- **Problem to solve**:
Extract every line of the records below that contains the word "with".

- **Material for this exercise**:
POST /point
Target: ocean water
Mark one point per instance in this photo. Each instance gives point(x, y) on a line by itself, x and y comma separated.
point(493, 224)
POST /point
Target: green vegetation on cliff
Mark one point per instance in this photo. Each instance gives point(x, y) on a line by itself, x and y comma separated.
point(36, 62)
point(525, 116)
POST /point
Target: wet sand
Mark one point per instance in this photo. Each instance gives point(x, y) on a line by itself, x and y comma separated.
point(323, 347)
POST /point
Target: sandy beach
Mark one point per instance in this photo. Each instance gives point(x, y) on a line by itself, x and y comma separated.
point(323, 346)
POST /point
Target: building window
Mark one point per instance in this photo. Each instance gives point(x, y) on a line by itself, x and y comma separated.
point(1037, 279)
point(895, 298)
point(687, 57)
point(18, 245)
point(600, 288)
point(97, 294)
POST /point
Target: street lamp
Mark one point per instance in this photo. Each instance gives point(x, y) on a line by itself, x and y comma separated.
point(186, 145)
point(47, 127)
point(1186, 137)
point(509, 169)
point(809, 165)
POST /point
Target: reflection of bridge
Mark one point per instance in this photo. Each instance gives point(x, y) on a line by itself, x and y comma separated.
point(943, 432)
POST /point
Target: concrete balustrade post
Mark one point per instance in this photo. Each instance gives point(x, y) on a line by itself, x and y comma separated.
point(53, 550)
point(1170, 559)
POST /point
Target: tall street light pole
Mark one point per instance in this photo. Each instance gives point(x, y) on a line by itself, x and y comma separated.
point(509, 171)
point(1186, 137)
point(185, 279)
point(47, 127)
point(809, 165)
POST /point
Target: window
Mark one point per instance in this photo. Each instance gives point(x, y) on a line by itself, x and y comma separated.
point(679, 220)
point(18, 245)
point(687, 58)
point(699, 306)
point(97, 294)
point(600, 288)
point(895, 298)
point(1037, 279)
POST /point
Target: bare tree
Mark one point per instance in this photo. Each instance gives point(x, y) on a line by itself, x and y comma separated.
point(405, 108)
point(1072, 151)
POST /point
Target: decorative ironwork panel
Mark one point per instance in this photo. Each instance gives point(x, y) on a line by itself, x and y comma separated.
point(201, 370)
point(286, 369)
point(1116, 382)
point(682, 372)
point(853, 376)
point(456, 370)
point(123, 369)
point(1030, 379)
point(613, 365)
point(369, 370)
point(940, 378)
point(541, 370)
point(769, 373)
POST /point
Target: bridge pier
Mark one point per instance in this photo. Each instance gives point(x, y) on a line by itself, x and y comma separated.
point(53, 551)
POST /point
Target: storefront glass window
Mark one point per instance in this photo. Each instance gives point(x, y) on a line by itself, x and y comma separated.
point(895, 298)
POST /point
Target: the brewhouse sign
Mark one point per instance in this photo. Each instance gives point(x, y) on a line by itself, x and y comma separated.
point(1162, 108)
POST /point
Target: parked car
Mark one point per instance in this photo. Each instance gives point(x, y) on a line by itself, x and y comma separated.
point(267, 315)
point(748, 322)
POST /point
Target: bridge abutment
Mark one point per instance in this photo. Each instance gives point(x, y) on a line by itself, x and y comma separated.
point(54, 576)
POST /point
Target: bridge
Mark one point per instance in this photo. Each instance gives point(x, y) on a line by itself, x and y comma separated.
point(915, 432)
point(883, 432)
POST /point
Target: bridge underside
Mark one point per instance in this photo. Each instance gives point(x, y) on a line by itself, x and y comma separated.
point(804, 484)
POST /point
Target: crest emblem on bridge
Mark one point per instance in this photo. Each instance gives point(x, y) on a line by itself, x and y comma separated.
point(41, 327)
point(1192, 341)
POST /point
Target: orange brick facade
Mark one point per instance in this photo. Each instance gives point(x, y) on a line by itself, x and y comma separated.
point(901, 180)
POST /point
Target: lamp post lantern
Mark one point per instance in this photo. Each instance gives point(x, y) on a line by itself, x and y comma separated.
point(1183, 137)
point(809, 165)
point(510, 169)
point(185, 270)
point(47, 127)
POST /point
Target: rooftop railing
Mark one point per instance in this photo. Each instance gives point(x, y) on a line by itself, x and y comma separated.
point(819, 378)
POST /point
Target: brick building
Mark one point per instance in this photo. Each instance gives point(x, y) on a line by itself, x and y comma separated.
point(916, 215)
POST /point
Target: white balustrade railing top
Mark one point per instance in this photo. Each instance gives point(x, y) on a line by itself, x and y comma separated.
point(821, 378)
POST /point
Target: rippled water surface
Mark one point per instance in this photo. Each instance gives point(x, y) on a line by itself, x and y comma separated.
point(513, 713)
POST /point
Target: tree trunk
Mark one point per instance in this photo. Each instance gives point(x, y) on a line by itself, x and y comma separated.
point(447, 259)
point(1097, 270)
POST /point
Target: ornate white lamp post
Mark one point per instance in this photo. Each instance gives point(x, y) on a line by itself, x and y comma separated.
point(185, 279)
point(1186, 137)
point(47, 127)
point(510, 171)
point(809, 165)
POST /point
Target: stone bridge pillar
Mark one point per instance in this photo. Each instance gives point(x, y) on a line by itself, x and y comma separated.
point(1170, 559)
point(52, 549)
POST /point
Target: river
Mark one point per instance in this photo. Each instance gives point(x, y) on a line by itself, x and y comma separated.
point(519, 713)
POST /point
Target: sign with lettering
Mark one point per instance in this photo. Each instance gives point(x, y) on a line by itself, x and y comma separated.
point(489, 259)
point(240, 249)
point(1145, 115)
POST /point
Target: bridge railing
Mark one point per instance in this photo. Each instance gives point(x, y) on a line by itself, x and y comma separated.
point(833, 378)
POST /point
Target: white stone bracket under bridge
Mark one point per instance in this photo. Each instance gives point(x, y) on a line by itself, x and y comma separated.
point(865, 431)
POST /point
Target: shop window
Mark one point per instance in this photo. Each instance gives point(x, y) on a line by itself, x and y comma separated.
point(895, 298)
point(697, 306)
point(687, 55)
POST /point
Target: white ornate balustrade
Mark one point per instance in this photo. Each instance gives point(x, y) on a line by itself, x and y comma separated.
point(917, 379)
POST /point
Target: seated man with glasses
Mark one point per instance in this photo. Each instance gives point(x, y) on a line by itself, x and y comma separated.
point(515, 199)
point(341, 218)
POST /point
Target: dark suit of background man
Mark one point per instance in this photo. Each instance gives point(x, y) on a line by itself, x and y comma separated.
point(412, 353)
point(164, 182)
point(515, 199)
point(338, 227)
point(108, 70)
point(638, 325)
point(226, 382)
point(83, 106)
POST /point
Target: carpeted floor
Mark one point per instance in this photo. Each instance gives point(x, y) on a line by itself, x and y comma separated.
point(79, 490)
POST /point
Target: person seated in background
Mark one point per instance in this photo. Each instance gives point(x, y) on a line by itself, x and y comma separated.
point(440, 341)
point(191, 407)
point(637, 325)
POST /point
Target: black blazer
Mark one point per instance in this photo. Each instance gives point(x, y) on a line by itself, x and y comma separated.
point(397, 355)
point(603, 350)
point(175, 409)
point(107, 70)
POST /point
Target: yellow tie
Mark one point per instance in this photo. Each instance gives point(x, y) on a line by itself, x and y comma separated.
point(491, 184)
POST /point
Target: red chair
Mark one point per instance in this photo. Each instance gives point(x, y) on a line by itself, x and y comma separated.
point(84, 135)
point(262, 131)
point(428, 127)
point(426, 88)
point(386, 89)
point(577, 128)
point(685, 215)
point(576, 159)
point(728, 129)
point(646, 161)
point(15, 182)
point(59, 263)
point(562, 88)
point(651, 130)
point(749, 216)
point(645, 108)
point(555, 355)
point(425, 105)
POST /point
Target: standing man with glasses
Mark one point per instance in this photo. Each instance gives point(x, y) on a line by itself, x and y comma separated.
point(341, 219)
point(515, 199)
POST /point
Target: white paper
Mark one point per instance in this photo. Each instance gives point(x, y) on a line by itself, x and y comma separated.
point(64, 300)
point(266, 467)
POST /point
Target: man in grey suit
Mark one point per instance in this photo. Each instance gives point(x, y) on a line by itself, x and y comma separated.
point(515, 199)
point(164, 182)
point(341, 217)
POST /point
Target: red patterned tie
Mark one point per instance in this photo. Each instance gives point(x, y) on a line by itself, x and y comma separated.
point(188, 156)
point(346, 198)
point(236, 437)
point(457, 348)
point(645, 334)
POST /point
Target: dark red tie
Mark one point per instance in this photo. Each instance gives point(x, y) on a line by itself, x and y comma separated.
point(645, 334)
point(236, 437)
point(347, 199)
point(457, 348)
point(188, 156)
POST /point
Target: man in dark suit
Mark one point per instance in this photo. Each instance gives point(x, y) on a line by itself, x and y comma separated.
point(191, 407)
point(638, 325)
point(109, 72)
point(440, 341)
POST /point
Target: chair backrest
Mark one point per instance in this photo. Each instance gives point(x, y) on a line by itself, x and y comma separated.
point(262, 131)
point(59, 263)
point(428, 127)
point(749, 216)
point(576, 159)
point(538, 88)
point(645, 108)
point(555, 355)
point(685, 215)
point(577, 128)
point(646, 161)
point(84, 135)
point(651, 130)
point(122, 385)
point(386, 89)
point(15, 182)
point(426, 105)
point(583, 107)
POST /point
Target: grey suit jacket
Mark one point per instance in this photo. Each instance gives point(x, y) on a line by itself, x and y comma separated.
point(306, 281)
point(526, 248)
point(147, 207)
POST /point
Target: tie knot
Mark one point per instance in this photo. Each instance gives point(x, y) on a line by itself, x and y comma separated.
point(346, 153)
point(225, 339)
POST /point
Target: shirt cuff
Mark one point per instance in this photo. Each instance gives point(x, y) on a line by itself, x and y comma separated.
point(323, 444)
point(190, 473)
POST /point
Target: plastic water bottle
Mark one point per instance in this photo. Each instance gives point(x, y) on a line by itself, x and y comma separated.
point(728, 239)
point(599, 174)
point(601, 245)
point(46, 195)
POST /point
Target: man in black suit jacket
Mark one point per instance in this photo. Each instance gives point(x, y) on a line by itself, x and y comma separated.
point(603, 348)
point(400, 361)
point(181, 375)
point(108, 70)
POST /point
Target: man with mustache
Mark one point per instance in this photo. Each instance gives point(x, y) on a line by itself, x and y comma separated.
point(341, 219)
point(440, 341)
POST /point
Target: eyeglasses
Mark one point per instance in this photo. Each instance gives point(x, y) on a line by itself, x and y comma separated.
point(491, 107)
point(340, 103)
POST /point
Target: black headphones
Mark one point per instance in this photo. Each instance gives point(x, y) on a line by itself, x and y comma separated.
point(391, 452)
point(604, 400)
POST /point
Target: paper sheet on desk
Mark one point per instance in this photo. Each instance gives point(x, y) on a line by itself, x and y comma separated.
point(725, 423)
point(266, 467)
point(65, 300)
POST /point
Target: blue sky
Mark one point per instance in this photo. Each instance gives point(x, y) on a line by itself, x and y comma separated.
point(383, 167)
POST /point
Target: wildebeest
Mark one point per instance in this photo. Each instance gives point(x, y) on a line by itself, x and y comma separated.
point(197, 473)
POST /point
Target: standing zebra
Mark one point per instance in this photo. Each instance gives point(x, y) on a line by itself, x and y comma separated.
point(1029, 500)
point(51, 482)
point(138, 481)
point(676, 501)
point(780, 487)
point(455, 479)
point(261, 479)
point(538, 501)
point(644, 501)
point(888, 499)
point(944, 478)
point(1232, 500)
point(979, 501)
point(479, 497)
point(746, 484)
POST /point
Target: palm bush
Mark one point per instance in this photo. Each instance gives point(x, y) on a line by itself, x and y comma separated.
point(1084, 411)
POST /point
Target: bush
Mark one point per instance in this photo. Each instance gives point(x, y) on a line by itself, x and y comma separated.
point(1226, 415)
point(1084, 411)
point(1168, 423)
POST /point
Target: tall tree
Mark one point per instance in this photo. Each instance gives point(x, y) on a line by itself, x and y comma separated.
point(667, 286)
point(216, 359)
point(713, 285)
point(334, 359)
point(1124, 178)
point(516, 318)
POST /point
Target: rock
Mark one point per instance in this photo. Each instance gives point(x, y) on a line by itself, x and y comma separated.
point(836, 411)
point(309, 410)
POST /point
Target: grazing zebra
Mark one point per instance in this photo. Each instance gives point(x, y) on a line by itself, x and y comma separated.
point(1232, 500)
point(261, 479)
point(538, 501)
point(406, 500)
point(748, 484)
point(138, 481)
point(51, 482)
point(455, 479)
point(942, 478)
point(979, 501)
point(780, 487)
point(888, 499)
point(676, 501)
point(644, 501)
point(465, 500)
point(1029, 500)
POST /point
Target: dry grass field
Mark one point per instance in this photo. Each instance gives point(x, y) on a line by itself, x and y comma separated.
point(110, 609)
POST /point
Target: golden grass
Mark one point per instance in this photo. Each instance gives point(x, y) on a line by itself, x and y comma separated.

- **Full solution**:
Target: sign with lettering
Target: seated man with glasses
Target: standing man with glasses
Target: man with mustache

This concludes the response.